Point labeling examples:
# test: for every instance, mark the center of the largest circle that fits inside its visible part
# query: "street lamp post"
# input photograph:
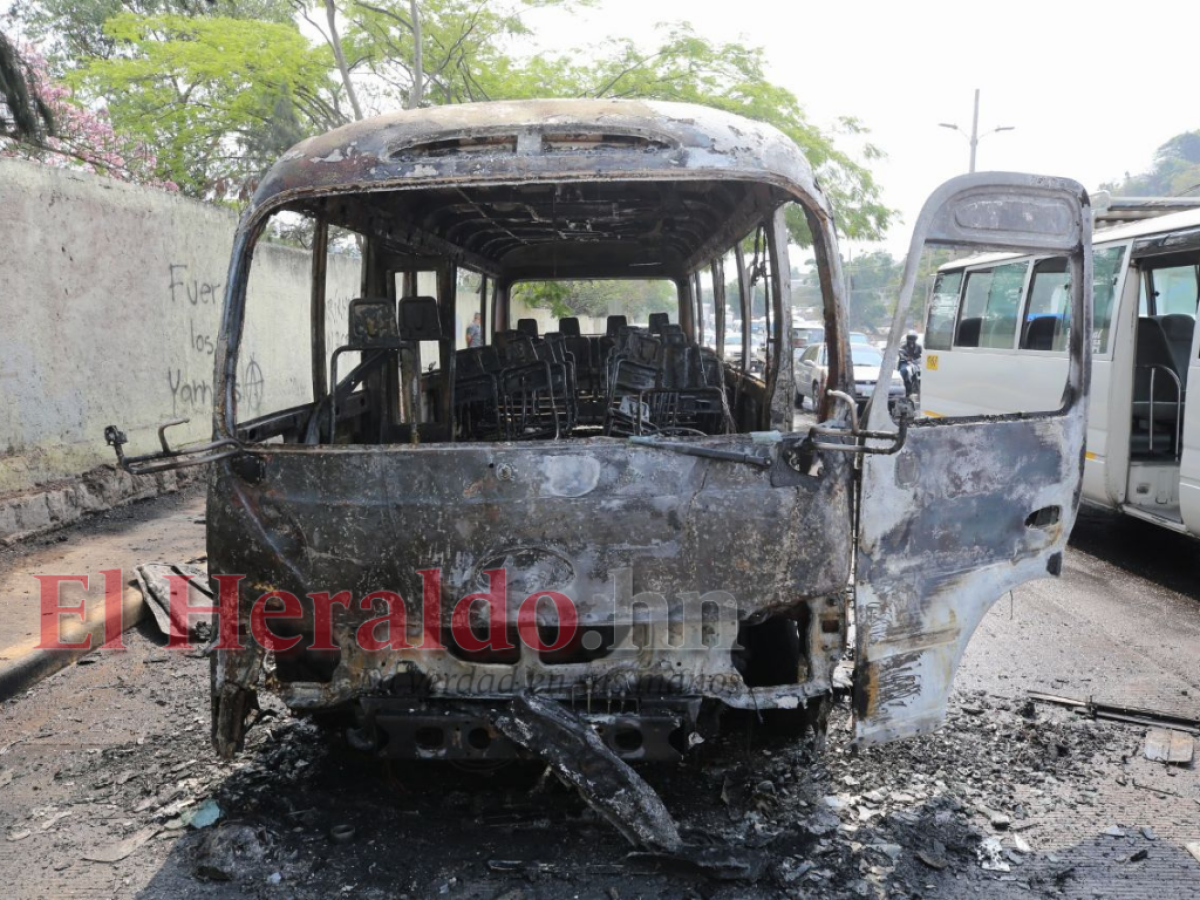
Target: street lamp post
(973, 139)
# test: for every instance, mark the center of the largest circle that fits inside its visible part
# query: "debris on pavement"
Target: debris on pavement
(1111, 712)
(1171, 747)
(577, 754)
(154, 581)
(121, 849)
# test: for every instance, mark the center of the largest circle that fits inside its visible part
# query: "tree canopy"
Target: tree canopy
(1175, 173)
(220, 89)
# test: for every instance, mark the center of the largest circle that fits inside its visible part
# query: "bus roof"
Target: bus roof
(1131, 231)
(527, 141)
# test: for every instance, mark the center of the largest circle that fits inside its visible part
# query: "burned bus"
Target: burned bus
(490, 533)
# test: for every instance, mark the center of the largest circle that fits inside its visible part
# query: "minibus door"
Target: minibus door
(954, 513)
(1189, 462)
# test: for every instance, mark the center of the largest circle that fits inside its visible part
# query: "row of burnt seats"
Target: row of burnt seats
(628, 381)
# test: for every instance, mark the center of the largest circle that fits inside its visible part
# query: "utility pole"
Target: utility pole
(973, 138)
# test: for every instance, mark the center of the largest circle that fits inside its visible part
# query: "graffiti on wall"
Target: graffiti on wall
(190, 394)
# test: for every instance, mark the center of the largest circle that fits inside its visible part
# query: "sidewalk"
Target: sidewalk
(168, 528)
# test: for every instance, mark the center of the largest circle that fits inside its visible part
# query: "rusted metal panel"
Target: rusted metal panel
(970, 508)
(600, 522)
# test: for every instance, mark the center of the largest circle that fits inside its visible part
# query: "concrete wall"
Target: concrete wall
(109, 303)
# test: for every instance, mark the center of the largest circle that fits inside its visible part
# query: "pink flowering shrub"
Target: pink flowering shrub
(84, 139)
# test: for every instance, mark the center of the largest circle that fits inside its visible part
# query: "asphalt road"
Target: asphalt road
(112, 757)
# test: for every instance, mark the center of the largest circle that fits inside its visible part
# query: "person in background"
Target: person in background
(475, 333)
(910, 364)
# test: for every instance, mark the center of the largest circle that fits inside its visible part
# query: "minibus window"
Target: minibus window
(1104, 282)
(943, 305)
(733, 323)
(990, 307)
(1048, 316)
(1175, 291)
(706, 316)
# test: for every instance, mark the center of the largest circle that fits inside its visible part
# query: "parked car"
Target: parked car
(804, 334)
(810, 373)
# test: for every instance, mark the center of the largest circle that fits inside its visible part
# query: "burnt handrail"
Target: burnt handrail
(168, 457)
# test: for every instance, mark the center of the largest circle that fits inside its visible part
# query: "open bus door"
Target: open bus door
(958, 511)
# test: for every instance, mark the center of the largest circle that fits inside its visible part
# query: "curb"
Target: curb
(29, 669)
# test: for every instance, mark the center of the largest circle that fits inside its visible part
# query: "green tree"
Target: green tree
(220, 99)
(687, 67)
(71, 31)
(1175, 173)
(635, 299)
(24, 114)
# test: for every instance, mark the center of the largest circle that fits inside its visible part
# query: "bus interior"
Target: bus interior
(406, 375)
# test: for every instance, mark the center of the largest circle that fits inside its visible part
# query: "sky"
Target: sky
(1086, 97)
(1091, 89)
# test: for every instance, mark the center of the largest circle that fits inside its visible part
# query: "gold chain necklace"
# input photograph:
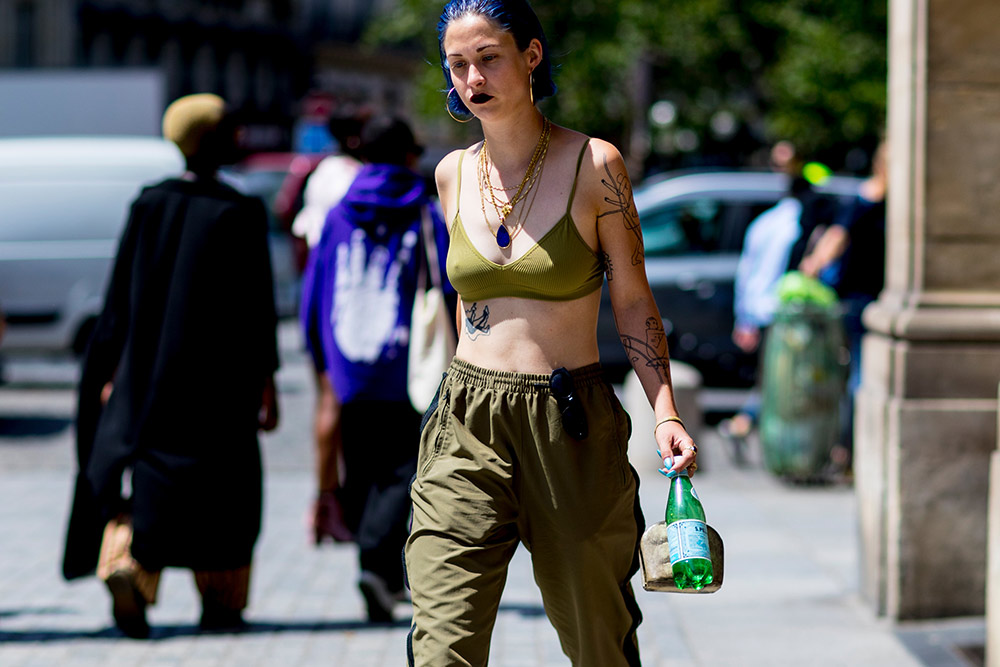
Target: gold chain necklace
(502, 208)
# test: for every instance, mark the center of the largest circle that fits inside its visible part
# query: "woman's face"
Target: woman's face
(488, 71)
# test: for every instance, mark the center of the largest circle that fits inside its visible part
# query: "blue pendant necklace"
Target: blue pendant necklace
(484, 167)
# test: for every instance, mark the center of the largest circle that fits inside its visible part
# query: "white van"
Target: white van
(63, 205)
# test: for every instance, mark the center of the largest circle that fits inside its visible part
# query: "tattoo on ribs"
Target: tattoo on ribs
(477, 325)
(620, 198)
(650, 351)
(606, 263)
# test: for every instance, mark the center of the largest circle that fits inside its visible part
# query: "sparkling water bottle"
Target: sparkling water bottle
(687, 535)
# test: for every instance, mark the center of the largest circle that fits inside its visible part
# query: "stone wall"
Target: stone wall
(926, 422)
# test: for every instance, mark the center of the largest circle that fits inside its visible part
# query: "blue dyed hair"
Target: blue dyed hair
(513, 16)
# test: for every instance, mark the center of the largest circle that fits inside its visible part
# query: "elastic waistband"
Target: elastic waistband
(487, 378)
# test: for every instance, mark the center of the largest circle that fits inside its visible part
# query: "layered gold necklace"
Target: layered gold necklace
(504, 207)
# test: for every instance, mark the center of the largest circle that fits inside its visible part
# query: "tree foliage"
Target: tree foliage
(731, 76)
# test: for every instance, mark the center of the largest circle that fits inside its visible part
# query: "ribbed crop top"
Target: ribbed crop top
(559, 267)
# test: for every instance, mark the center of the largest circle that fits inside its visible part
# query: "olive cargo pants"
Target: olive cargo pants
(496, 468)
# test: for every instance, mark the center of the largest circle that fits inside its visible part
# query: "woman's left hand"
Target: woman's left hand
(676, 449)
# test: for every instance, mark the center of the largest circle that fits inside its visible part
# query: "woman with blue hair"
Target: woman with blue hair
(526, 441)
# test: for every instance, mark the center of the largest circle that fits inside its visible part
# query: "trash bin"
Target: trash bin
(804, 380)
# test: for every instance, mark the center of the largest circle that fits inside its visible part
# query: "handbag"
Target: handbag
(432, 328)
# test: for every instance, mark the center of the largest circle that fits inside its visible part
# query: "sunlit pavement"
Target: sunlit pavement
(790, 595)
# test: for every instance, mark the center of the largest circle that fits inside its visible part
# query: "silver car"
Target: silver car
(693, 226)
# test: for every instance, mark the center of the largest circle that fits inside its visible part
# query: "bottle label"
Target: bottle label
(687, 538)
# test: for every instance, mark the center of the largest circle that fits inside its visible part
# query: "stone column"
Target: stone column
(926, 421)
(993, 565)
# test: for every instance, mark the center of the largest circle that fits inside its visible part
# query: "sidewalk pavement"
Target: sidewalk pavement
(790, 595)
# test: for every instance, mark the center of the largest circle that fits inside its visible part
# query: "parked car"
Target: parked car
(280, 180)
(693, 226)
(63, 204)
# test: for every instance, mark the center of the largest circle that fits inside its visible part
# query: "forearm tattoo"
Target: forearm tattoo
(606, 263)
(651, 351)
(477, 324)
(620, 198)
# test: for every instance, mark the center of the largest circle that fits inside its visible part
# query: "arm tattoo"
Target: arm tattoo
(477, 325)
(606, 263)
(621, 199)
(650, 351)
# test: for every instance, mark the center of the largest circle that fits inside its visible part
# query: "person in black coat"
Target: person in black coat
(176, 382)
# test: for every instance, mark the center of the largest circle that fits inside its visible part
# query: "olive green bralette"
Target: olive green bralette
(559, 267)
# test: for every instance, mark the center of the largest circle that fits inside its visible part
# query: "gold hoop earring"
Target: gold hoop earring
(447, 107)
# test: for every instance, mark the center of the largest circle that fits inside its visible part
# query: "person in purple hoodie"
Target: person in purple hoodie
(358, 294)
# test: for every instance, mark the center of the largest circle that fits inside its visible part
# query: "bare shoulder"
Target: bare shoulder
(446, 179)
(446, 172)
(603, 177)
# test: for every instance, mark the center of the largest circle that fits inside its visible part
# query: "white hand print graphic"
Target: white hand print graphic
(366, 296)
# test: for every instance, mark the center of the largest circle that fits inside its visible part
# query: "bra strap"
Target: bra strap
(458, 184)
(576, 176)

WHAT THE EXERCISE ASKS :: Make an exact reproduction of the listing above, without any pictures.

THE RESPONSE ::
# test: for every instance, mark the center of the largest circle that fits inside its visible part
# query: "street lamp post"
# input photograph:
Target: street lamp post
(973, 139)
# test: for every instance, mark the center of the largest circle that fits inside its visible part
# query: "debris on pavement"
Target: debris on pavement
(1111, 712)
(1171, 747)
(577, 754)
(154, 581)
(121, 849)
# test: for every instance, mark the center of the largest circle that fits inside its visible part
# query: "tree canopy"
Target: tree canopy
(1175, 173)
(220, 89)
# test: for every instance, mark the center of the largest circle that fits inside its visible part
# query: "bus roof"
Target: bus roof
(1131, 231)
(527, 141)
# test: for every instance, mark the center of the largest circle that fits inside its visible part
# query: "burned bus"
Target: burned bus
(490, 533)
# test: for every instance, mark the center of the largest circle that fits inside its visible part
# query: "minibus door"
Target: minibus door
(954, 513)
(1189, 462)
# test: for every instance, mark the center of the largest circle that fits inside its visible part
# query: "row of burnt seats"
Target: row of burnt seats
(628, 381)
# test: for every instance, mark the center of the largest circle that fits inside its visible part
# query: "utility pole"
Target: utility pole
(973, 138)
# test: for every instance, mark the center of the largest circle that fits inside its visible part
# query: "graffiti on wall"
Target: graffiti on wall
(190, 394)
# test: for every instance, mark the center of the largest circle that fits inside its visible part
# query: "sidewalk"
Target: sidewalk
(168, 528)
# test: for every instance, mark the center of the largest circle that fits inside its visible part
# query: "rusted metal panel"
Target: rusted metal panel
(970, 508)
(600, 522)
# test: for every instance, mark the center of the largest circle that fits inside its visible part
# query: "concrete wall"
Target: concrete wall
(109, 303)
# test: for every instance, mark the center of the largest circle that fits inside its visible part
# query: "pink flowering shrub"
Target: pink flowering shrub
(84, 139)
# test: for every instance, mark the center of the largest circle that fits inside its visible part
# query: "asphalt road"
Target: asphalt road
(112, 757)
# test: for every instance, mark the center of the largest circle that fits inside its visible part
# query: "person in background"
Target: person in background
(475, 333)
(910, 364)
# test: for every instance, mark the center of the largest circle that fits inside its visible part
# query: "minibus window"
Target: minibus window
(1104, 282)
(943, 305)
(733, 323)
(990, 307)
(1048, 316)
(1175, 291)
(706, 316)
# test: for every instance, mark the center of the largest circle that fits inside its visible part
# query: "parked car"
Target: parked car
(804, 334)
(810, 373)
# test: for every instance, mark the center of the largest circle that fits inside its visible part
# query: "burnt handrail"
Target: burnt handrail
(168, 457)
# test: for every instance, mark the center of the largest circle that fits inside its visible part
# query: "open bus door"
Target: open bus door
(958, 511)
# test: for every instance, mark the center of the largest circle that fits inside its visible part
# query: "curb"
Target: curb
(29, 669)
# test: for every instance, mark the center of the largest circle that fits inside its visible part
# query: "green tree"
Target: green tree
(220, 99)
(687, 67)
(71, 31)
(1175, 173)
(635, 299)
(24, 114)
# test: for every instance, mark the center of the largest circle that fits inside its visible part
# query: "bus interior"
Target: bus interior
(406, 375)
# test: for every instance, mark the center of the largest circle that fits inside its visible part
# query: "sky"
Target: sky
(1086, 97)
(1091, 89)
# test: for every instance, mark the center of the largest circle that fits inside its visible part
# query: "gold chain necklace"
# input photograph:
Target: gold chain necklace
(502, 208)
# test: for every instance, mark the center of the largest circle that fits inside its visible part
# query: "woman's face"
Target: woman's face
(488, 71)
# test: for every instance, mark the center of the largest circle that fits inside its visible part
# query: "blue pendant necklace"
Target: blue pendant necklace
(484, 167)
# test: for every instance, mark the center of the largest circle that fits inside its visible part
# query: "white van"
Target: white van
(63, 205)
# test: for every instance, mark the center of the largest circle that fits inside its visible part
# query: "tattoo on ribs"
Target: tattoo on ribs
(477, 325)
(620, 198)
(650, 351)
(606, 263)
# test: for every instance, mark the center of the largest circle that fits inside its visible part
# query: "sparkling water bottle"
Target: sparkling water bottle
(687, 535)
# test: for every instance, mark the center of the largest circle that fits inside its visible part
# query: "stone wall"
Target: stone wall
(926, 422)
# test: for every instance, mark the center of the largest circle that fits inside its visible part
# query: "blue dyed hair"
Target: blue dyed hair
(513, 16)
# test: for every instance, mark the center of the largest circle that fits inside its visible part
# query: "elastic waistband"
Target: elastic waistband
(487, 378)
# test: for every instance, mark the center of the largest circle that fits inside its visible part
# query: "layered gold necklace"
Target: layered gold necklace
(504, 207)
# test: for every instance, mark the center of the largest circle that fits inside its visible part
# query: "tree foliage"
Target: tree foliage
(731, 76)
# test: for every instance, mark the center of the largest circle that fits inside its visible part
# query: "ribbed crop top"
Target: ribbed crop top
(559, 267)
# test: for every instance, mark the center of the largest circle that fits inside its visible part
# query: "olive cargo pants"
Target: olive cargo pants
(496, 468)
# test: for every instance, mark the center of the largest circle that fits inside its visible part
# query: "woman's left hand"
Target: woman's left hand
(676, 449)
# test: for every instance, mark the center of the largest circle that fits inside its visible part
# query: "woman with blue hair"
Target: woman with blue hair
(526, 441)
# test: for every instance, mark the center of the largest circle that fits inside its visible part
# query: "trash bin"
Target: trash bin
(804, 380)
# test: for every instance, mark the center of the largest circle that fits inside its visible part
# query: "handbag"
Target: handbag
(432, 328)
# test: for every instance, mark the center of the largest circle that fits inside its visible part
# query: "sunlit pavement"
Target: sunlit pavement
(790, 595)
# test: for every instance, mark the center of the largest circle that fits inside its visible part
# query: "silver car"
Target: silver car
(693, 226)
# test: for every instance, mark the center of the largest circle that fits inside its visible part
# query: "bottle label"
Target: bottle label
(687, 538)
# test: for every instance, mark the center of the largest circle that fits inside its visible part
# query: "stone column"
Target: stone column
(926, 421)
(993, 565)
# test: for every instance, mark the center of the largest circle that fits inside its visible part
# query: "sidewalk pavement"
Target: sidewalk pavement
(790, 595)
# test: for every instance, mark the center of the largest circle that fits inside its visible part
# query: "parked car"
Target: parked car
(280, 180)
(693, 226)
(63, 204)
# test: for every instance, mark the center of the largest circle that fits inside its visible part
# query: "forearm tattoo"
Target: forearm tattoo
(606, 263)
(651, 351)
(477, 324)
(620, 198)
# test: for every instance, mark the center of the largest circle that fits inside its visible part
# query: "arm tattoo"
Target: arm tattoo
(477, 325)
(606, 263)
(621, 199)
(650, 351)
# test: for every instance, mark the center of the largest circle that fits inside its visible part
# query: "person in black coat"
Target: person in black coat
(176, 382)
# test: for every instance, mark the center of the largest circle that fits inside its visible part
# query: "olive green bralette"
Target: olive green bralette
(559, 267)
# test: for every instance, mark the center of the largest circle that fits inside its visible part
# query: "gold hoop earring"
Target: gold hoop earring
(447, 107)
# test: for every instance, mark the center of the largest circle that fits inside its visible part
# query: "person in purple hoodie"
Target: person in purple hoodie
(358, 294)
# test: for every instance, mark the center of the largest circle that fits inside its visible part
# query: "bare shoulder"
Target: bare shoulder
(446, 179)
(446, 172)
(603, 177)
# test: for every instance, mark the center of the largest circle that fits inside its visible part
# query: "white hand print graphic"
Target: white hand print graphic
(366, 296)
# test: for every instance, mark the center of the largest circle that fits inside its visible part
# query: "bra strap"
Target: bra strap
(458, 184)
(576, 176)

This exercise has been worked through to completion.